_PASSAGE FOR REVIEW_
○ ○ ○ ○ ○

- Born: April 28, 1894 Cherokee County, Alabama, US
- Died: October 15, 1970 (aged 76) Cherokee County Hospital, Centre, Alabama, US
- Instrument: Harmonica
- Years active: 1928
- Label: Victor

= Palmer McAbee =

Palmer Braden McAbee (April 28, 1894, in Cherokee County, Alabama – October 15, 1970, in Centre, Alabama) was an American blues harmonica player. Little is known of his life.

== Career ==
On February 21, 1928, he recorded two tracks in Atlanta, Georgia: "Lost Boy Blues" and "McAbee's Railroad Piece". They were released on a 10" 78rpm record, Victor 41930.

○ ○ ○ ○ ○

_AVAILABLE DATA_
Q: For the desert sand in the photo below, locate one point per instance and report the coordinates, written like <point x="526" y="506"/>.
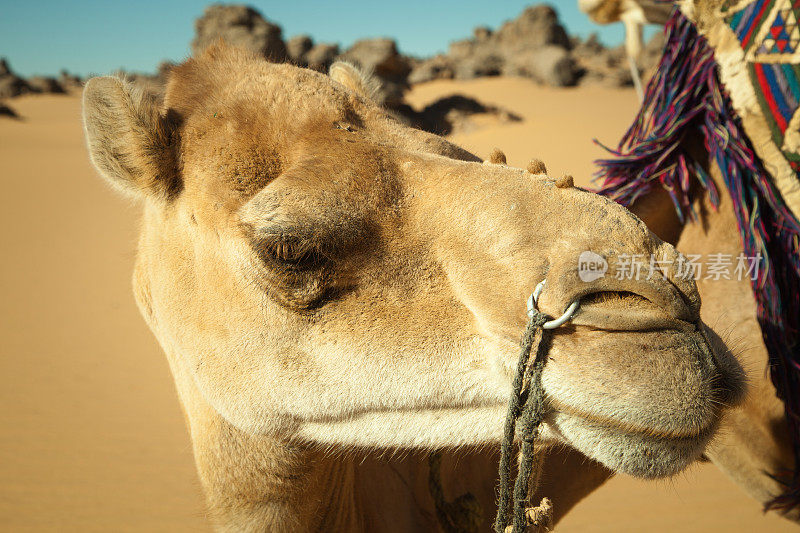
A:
<point x="92" y="437"/>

○ ○ ○ ○ ○

_WHAT YOU NEED TO DO_
1. According to the Palmer McAbee biography, in which city did he record two tracks on February 21, 1928?
2. Summarize the Palmer McAbee biography in two sentences.
3. Continue the Palmer McAbee biography, starting after its last sentence.

_EXPECTED RESPONSES_
1. Atlanta, Georgia.

2. Palmer Braden McAbee was an American blues harmonica player who was born in Cherokee County, Alabama, in 1894 and died in Centre, Alabama, in 1970, and little is known of his life. On February 21, 1928, he recorded "Lost Boy Blues" and "McAbee's Railroad Piece" in Atlanta, Georgia, and Victor released them on a 10" 78rpm record, Victor 41930.

3.
== Personal life ==
It has often been assumed from the style of his music that he was African-American. However, on his 1917 draft registration card, he is described as "Caucasian". At that time, he was employed as a carpenter, and resided in Cedartown, Georgia.

He is buried in Hebron United Methodist Church Cemetery, Howells Crossroads, Cherokee County.

Many harmonica players have tried to imitate railway noises. McAbee has been singled out for his "imagination and fervor ... creat[ing] effects both realistic and surrealistic sometimes by blowing over the top of the harp".